**WHAT THE EXERCISE ASKS**
When copying the data, keep every line exactly the same.

§

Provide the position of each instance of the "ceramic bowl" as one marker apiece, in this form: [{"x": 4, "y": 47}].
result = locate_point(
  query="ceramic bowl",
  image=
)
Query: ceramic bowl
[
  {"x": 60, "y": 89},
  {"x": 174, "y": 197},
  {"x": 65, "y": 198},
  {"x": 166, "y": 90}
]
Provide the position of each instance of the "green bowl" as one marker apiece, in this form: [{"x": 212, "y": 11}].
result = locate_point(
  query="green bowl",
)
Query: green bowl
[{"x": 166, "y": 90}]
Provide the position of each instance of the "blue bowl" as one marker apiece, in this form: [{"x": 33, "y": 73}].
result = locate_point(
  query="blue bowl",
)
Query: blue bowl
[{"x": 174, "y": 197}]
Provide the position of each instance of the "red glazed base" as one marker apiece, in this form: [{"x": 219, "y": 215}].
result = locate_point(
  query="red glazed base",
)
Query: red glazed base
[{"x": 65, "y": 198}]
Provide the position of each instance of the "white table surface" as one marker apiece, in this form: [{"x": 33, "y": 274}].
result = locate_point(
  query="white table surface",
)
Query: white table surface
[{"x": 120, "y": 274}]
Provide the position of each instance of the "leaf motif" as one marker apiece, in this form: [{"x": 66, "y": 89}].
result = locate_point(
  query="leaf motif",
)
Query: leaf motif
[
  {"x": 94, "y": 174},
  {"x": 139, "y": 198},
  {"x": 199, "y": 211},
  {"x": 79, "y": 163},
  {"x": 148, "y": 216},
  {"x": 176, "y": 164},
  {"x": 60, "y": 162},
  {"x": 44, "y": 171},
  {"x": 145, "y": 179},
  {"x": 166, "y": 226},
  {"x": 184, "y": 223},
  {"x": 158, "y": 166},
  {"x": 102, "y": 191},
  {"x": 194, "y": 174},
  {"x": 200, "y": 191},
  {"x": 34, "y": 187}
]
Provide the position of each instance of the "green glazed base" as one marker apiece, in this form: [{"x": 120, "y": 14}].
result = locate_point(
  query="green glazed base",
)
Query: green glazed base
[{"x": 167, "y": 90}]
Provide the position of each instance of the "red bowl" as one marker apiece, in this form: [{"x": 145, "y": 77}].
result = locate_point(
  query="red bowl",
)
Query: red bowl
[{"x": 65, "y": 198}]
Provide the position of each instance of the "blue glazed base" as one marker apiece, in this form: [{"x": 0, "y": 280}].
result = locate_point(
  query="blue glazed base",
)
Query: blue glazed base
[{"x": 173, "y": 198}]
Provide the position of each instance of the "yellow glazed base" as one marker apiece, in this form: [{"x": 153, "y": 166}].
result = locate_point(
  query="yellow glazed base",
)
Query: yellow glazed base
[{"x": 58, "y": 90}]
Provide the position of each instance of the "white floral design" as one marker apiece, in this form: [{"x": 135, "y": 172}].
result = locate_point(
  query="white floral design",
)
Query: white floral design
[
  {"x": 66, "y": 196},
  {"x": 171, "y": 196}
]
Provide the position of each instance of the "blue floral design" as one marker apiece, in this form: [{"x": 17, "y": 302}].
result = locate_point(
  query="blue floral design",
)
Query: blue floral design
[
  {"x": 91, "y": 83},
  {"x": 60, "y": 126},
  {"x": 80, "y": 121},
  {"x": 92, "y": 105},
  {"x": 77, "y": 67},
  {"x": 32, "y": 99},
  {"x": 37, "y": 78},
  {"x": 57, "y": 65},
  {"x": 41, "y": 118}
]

§

**YOUR RESPONSE**
Provide the position of each instance of the "ceramic bowl" as one marker apiece, in this form: [{"x": 4, "y": 47}].
result = locate_point(
  query="ceramic bowl",
  image=
)
Query: ceramic bowl
[
  {"x": 60, "y": 89},
  {"x": 174, "y": 197},
  {"x": 65, "y": 198},
  {"x": 166, "y": 90}
]
Provide the position of each instance of the "green bowl" as one marker apiece, in this form: [{"x": 212, "y": 11}].
result = locate_point(
  query="green bowl",
)
Query: green bowl
[{"x": 166, "y": 90}]
Provide the position of each instance of the "blue bowl" as one marker apiece, in this form: [{"x": 33, "y": 73}].
result = locate_point(
  query="blue bowl",
)
Query: blue bowl
[{"x": 174, "y": 197}]
Provide the position of each instance of the "red glazed base" as one marker apiece, in this form: [{"x": 219, "y": 215}].
result = locate_point(
  query="red glazed base",
)
Query: red glazed base
[{"x": 65, "y": 198}]
Provide the position of each instance of the "white table surface" as one marker apiece, in this form: [{"x": 33, "y": 274}].
result = locate_point(
  query="white table surface",
)
Query: white table surface
[{"x": 120, "y": 274}]
Provide the position of each instance of the "leaf motif" as one marker apiece, in this form: [{"x": 66, "y": 89}].
result = locate_point(
  query="leaf motif",
)
Query: leaf motif
[
  {"x": 94, "y": 174},
  {"x": 139, "y": 198},
  {"x": 199, "y": 211},
  {"x": 79, "y": 163},
  {"x": 148, "y": 216},
  {"x": 176, "y": 164},
  {"x": 60, "y": 162},
  {"x": 44, "y": 171},
  {"x": 145, "y": 179},
  {"x": 166, "y": 226},
  {"x": 184, "y": 223},
  {"x": 158, "y": 166},
  {"x": 102, "y": 191},
  {"x": 194, "y": 174},
  {"x": 200, "y": 191},
  {"x": 34, "y": 187}
]
Provide the position of each instance of the "green glazed base" as one marker apiece, in this form: [{"x": 120, "y": 14}].
result = locate_point(
  query="green glazed base",
)
Query: green glazed base
[{"x": 167, "y": 90}]
Provide the position of each instance of the "red bowl" as one marker apiece, in this form: [{"x": 145, "y": 77}].
result = locate_point(
  query="red bowl",
)
Query: red bowl
[{"x": 65, "y": 198}]
Provide the position of each instance of the "blue glazed base" as one marker apiece, in this form: [{"x": 0, "y": 280}].
result = locate_point(
  query="blue glazed base",
)
Query: blue glazed base
[{"x": 173, "y": 198}]
Provide the position of each instance of the "yellow glazed base" as one marker apiece, in this form: [{"x": 153, "y": 166}].
result = locate_point(
  query="yellow glazed base",
)
Query: yellow glazed base
[{"x": 58, "y": 90}]
Provide the position of each instance of the "white floral design" as one marker apiece, in this form: [{"x": 135, "y": 172}].
result = locate_point(
  query="white floral design",
)
Query: white floral design
[
  {"x": 66, "y": 196},
  {"x": 171, "y": 196}
]
Provide the position of each instance of the "blue floral design" as one marker apiece, in this form: [{"x": 17, "y": 302}].
result = locate_point(
  query="blue floral design",
)
Query: blue floral design
[
  {"x": 91, "y": 83},
  {"x": 60, "y": 126},
  {"x": 80, "y": 121},
  {"x": 92, "y": 105},
  {"x": 77, "y": 67},
  {"x": 32, "y": 99},
  {"x": 37, "y": 78},
  {"x": 57, "y": 65},
  {"x": 41, "y": 118}
]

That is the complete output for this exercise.